### Problem details:
Convert the records below into a two-column CSV with the headers "prompt" and "polygons," one row per record. Put each record's text and its answer in a quoted field with line breaks replaced by spaces, and leave out the pictures.

======== Records provided ========

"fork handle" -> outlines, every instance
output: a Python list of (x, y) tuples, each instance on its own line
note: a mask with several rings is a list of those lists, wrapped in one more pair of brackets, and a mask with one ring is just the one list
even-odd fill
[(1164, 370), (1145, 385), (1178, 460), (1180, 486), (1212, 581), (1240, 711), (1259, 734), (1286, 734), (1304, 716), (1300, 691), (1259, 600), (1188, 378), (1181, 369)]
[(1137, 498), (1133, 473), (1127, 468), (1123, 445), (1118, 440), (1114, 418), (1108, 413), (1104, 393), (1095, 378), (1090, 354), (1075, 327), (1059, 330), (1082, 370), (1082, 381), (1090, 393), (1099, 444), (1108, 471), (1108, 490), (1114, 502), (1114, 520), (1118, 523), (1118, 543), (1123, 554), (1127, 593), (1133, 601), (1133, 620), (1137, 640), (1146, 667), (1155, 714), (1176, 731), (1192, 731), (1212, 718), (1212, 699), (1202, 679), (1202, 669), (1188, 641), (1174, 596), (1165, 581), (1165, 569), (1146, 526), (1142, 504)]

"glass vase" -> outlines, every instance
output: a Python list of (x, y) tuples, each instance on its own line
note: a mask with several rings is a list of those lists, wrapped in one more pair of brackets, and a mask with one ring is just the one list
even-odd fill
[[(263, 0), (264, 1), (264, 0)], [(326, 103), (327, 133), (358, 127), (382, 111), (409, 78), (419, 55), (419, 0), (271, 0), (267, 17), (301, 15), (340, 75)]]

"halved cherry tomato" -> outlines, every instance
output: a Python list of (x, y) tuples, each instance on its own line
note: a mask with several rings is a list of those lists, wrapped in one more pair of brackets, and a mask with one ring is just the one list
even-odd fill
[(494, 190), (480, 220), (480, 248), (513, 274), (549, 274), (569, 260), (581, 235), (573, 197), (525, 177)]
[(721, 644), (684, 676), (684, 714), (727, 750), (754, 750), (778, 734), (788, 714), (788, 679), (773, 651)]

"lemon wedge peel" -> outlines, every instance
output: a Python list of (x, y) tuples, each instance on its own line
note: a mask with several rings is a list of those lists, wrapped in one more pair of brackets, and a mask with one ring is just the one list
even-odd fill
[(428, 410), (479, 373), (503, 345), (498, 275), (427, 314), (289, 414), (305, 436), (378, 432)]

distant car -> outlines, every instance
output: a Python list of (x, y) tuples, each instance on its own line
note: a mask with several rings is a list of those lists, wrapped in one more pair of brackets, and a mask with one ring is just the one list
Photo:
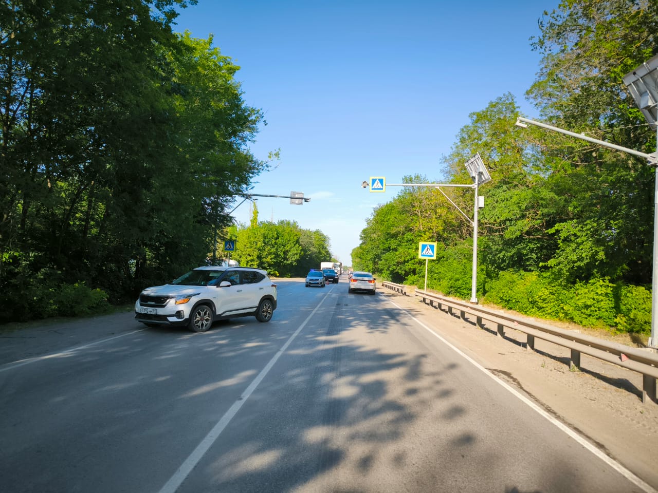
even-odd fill
[(374, 294), (375, 290), (377, 289), (376, 280), (370, 272), (358, 271), (353, 272), (352, 277), (349, 279), (349, 285), (347, 286), (347, 293), (368, 291), (370, 294)]
[(322, 286), (324, 287), (324, 273), (321, 270), (312, 270), (306, 275), (306, 287)]
[(267, 322), (276, 308), (276, 285), (265, 271), (204, 266), (169, 284), (143, 291), (135, 302), (135, 319), (204, 332), (215, 320), (234, 317), (254, 316)]
[(334, 284), (338, 284), (338, 274), (336, 273), (335, 270), (334, 270), (333, 269), (322, 269), (322, 272), (324, 274), (324, 279), (328, 283), (334, 283)]

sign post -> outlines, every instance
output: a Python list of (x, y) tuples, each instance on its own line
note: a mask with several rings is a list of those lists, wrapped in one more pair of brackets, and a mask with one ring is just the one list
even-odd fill
[(436, 259), (436, 242), (421, 241), (418, 244), (418, 258), (425, 259), (425, 291), (427, 291), (427, 265), (429, 260)]
[(228, 262), (227, 264), (228, 266), (231, 266), (231, 252), (236, 251), (236, 241), (235, 240), (226, 240), (224, 242), (224, 251), (228, 252)]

========

### Answer to this exercise:
prompt,polygons
"""fork handle"" -> outlines, every instance output: a Python list of (x, y) tuples, each instance on its own line note: a mask with several rings is a list of those lists, wrapped in one more pair of brackets, and a mask with one ring is just the one list even-odd fill","[(1164, 370), (1145, 385), (1178, 460), (1180, 486), (1212, 581), (1240, 711), (1259, 734), (1286, 734), (1304, 716), (1300, 691), (1259, 600), (1188, 378), (1181, 369)] [(1137, 498), (1133, 473), (1127, 468), (1123, 445), (1118, 440), (1114, 418), (1108, 413), (1104, 393), (1095, 378), (1090, 354), (1075, 327), (1059, 330), (1082, 370), (1082, 381), (1090, 393), (1099, 444), (1108, 471), (1108, 490), (1114, 502), (1114, 520), (1118, 523), (1118, 543), (1123, 554), (1127, 593), (1133, 601), (1133, 620), (1137, 640), (1146, 667), (1155, 714), (1176, 731), (1192, 731), (1212, 718), (1212, 699), (1202, 679), (1202, 669), (1188, 641), (1174, 596), (1165, 581), (1165, 569), (1146, 526), (1142, 504)]"
"""glass vase"" -> outlines, every instance output: a Python list of (x, y) tuples, each instance on its own line note: a mask with several rings is a list of those lists, wrapped in one more pair of brackets, and a mask with one ring is just the one list even-odd fill","[[(263, 0), (264, 1), (264, 0)], [(326, 103), (327, 133), (358, 127), (382, 111), (409, 78), (419, 55), (419, 0), (271, 0), (267, 17), (301, 15), (340, 75)]]"
"""halved cherry tomato"" -> outlines, every instance output: a Python list of (x, y) tuples, each instance on its own line note: a mask with several rings is a list of those lists, wrapped in one more pair of brackets, and a mask with one ring is just the one list even-odd fill","[(494, 190), (480, 220), (480, 248), (513, 274), (549, 274), (569, 260), (581, 235), (573, 197), (525, 177)] [(721, 644), (684, 676), (684, 714), (727, 750), (754, 750), (778, 734), (788, 714), (788, 679), (773, 651)]"
"""lemon wedge peel"" -> outlines, every instance output: a Python list of (x, y) tuples, each instance on its own line note: a mask with several rings is a list of those lists, wrapped in one more pair of brackets, and a mask with one ring is just the one list even-odd fill","[(428, 410), (479, 373), (503, 345), (498, 275), (427, 314), (289, 414), (305, 436), (378, 432)]"
"distant car -> outlines, every instance output: a Python list of (x, y) tuples, each instance on its own line note: a mask with several rings is a list of those lists, wrapped in one more pair of brackets, and a mask with one ring is just the one list Photo: even-odd fill","[(374, 294), (375, 290), (377, 289), (376, 280), (370, 272), (358, 271), (353, 272), (352, 277), (349, 279), (349, 285), (347, 286), (347, 293), (368, 291), (370, 294)] [(322, 286), (324, 287), (324, 273), (321, 270), (312, 270), (306, 275), (306, 287)] [(267, 322), (276, 308), (276, 285), (265, 271), (204, 266), (169, 284), (143, 291), (135, 302), (135, 319), (204, 332), (215, 320), (234, 317), (254, 316)] [(334, 284), (338, 284), (338, 274), (336, 273), (335, 270), (334, 270), (333, 269), (322, 269), (322, 272), (324, 274), (324, 279), (328, 283), (334, 283)]"
"sign post -> outlines, every instance output: a Python list of (x, y) tuples, each instance on its own line note: a mask with several rings is a list of those lists, wrapped in one more pair of brackets, and a mask with one ring is just the one list even-odd fill","[(436, 259), (436, 242), (421, 241), (418, 244), (418, 258), (425, 259), (425, 291), (427, 291), (427, 265), (429, 260)] [(228, 262), (227, 264), (228, 266), (231, 266), (231, 252), (236, 251), (236, 241), (235, 240), (226, 240), (224, 242), (224, 251), (228, 252)]"